start MATERIAL PROVIDED
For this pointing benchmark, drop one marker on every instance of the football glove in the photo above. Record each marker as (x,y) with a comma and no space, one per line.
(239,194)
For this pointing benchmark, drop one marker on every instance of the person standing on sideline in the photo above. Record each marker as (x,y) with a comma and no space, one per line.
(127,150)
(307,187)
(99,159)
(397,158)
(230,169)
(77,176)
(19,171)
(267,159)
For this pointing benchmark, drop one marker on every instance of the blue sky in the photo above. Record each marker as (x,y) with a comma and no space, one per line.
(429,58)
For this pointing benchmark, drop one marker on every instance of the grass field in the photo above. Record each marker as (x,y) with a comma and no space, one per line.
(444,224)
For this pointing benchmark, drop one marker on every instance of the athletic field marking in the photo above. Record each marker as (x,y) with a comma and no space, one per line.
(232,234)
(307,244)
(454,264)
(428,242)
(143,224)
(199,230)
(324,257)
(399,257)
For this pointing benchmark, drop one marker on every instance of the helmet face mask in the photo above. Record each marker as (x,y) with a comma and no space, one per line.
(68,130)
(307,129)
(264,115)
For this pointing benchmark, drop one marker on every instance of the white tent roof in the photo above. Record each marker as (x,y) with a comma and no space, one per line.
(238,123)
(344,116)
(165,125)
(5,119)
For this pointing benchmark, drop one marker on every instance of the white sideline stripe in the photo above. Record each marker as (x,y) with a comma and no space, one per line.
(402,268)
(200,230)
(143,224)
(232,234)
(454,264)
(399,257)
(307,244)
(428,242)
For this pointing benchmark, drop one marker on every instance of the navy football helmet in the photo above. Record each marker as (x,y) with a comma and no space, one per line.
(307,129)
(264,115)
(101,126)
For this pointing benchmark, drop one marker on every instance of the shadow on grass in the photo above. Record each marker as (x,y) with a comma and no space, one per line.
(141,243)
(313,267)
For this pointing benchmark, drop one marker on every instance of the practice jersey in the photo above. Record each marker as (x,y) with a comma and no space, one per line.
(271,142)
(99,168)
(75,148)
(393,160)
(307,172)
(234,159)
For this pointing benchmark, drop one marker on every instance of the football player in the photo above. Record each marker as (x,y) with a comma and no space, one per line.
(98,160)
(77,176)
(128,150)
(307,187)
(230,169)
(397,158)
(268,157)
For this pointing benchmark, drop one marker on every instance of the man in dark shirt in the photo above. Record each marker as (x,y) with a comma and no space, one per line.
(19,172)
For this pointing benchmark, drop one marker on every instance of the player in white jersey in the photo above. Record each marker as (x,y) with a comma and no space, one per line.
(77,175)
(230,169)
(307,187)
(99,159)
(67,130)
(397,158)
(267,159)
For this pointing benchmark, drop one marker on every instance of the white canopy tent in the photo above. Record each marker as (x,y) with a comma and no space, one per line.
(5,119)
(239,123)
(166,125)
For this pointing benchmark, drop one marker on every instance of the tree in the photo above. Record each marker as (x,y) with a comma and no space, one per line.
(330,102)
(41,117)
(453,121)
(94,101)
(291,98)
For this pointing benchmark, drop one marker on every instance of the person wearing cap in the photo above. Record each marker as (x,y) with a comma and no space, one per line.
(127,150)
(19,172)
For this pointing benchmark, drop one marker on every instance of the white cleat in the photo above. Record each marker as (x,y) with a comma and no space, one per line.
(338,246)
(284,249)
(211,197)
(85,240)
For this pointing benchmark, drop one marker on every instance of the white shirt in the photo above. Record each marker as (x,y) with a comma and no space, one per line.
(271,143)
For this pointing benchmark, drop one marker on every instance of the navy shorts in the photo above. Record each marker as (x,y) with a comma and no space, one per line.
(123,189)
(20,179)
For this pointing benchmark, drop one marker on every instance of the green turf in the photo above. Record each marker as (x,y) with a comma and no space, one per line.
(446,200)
end MATERIAL PROVIDED
- _WHAT YOU WILL DO_
Copy the rows from the line with "of the green" through the end of the rows, swapping "turf" for "lawn" and leaving everything else unchanged.

- _COMPLETED TASK_
For this pointing benchmark, drop one marker on every instance of the green lawn in the photo above. Record each marker as (x,y) with a comma and no space, one per line.
(446,200)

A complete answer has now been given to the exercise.